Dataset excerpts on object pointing
"""

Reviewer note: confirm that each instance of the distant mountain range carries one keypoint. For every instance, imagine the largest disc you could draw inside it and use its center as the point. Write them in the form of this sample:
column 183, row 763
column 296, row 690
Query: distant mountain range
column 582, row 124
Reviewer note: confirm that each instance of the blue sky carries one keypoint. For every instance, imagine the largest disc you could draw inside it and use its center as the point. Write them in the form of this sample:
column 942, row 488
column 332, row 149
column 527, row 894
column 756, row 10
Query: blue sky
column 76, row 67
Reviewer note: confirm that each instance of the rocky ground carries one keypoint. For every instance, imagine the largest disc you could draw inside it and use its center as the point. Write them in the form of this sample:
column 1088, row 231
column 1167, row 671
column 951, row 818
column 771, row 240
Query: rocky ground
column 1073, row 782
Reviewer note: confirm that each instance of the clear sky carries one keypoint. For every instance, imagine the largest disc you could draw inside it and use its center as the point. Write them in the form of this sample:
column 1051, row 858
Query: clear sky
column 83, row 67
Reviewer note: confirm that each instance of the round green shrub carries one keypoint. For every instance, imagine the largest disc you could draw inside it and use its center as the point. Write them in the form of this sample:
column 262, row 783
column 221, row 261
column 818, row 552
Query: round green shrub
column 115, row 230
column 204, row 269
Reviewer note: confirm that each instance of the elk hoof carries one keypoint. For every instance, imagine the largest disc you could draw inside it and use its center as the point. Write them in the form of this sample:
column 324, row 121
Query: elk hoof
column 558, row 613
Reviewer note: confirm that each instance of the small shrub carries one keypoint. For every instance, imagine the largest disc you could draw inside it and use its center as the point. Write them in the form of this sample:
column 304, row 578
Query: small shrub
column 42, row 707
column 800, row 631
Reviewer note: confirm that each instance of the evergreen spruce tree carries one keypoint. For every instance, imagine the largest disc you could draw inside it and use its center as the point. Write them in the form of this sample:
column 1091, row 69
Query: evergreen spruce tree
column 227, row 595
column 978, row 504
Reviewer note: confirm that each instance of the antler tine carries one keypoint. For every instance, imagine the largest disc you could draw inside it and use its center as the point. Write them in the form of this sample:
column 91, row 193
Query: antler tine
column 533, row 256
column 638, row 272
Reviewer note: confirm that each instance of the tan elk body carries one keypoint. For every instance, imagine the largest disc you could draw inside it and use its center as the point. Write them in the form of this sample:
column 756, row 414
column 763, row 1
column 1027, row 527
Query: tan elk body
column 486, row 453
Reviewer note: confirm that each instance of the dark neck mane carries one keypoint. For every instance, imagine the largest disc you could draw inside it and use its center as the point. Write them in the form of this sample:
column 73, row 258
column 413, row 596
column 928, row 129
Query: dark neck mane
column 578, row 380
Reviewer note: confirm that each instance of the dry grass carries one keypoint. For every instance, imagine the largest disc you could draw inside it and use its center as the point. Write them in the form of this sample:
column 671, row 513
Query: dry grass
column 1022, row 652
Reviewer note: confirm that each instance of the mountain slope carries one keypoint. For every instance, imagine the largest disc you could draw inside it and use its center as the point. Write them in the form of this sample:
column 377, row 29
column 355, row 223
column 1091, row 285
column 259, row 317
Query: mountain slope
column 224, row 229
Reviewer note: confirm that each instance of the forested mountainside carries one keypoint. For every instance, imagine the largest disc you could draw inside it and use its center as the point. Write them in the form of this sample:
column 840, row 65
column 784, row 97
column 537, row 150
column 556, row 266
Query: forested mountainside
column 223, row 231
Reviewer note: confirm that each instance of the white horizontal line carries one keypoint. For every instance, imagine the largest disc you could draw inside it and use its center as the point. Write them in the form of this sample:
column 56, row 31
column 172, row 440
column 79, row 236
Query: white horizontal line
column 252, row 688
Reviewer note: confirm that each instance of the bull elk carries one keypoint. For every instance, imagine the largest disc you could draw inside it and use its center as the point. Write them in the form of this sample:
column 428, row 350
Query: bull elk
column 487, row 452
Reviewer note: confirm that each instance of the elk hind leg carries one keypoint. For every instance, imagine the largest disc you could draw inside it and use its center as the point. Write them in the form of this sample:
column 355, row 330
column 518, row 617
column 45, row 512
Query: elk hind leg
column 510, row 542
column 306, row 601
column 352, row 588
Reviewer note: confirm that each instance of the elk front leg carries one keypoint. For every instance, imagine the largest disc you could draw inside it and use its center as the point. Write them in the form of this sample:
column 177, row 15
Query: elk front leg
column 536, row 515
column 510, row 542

"""
"""

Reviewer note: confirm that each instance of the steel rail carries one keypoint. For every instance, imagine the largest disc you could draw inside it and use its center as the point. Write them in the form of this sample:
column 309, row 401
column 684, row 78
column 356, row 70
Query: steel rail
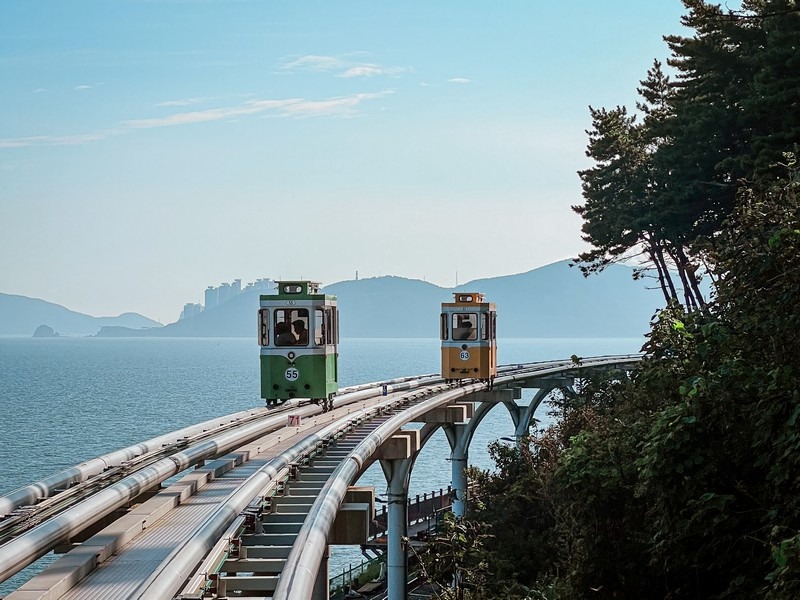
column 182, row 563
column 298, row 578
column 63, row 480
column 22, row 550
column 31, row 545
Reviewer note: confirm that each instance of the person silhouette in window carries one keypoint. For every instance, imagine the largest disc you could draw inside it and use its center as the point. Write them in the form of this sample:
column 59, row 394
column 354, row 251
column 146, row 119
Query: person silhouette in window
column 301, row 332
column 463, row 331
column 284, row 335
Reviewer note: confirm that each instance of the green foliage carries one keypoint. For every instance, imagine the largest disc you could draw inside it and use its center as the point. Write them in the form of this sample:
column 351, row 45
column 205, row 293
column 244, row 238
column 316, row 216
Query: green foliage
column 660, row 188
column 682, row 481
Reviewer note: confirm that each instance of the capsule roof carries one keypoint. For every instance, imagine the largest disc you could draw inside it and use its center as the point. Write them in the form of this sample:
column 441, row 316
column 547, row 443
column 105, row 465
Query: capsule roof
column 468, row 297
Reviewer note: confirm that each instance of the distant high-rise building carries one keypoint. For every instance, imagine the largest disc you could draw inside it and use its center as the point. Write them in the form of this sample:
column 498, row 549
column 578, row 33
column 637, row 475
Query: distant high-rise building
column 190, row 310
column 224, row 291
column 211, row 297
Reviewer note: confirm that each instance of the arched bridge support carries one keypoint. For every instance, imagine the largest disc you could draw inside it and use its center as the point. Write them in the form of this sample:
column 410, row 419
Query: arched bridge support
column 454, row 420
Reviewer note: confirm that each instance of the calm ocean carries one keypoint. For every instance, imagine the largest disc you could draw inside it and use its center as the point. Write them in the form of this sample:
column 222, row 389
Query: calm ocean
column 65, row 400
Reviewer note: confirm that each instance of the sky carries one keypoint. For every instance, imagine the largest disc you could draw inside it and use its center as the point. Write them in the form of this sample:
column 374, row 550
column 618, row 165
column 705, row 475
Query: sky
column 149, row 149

"""

**INSTRUCTION:**
Reproduce only the part of the listing that opens with the line containing "the distant mountain" and closes with the line containing "column 582, row 124", substituting "Annotator note" for "Reviewer note" and leaving all else unchanged.

**ANSWER TO THIS EXERCISE:**
Annotator note: confirm that each instance of the distant mountain range carries one keypoint. For every instance, imagine the largest disc you could draw inside it and use its center as the point. Write them in the form of this sample:
column 183, row 763
column 296, row 690
Query: distant mountain range
column 582, row 124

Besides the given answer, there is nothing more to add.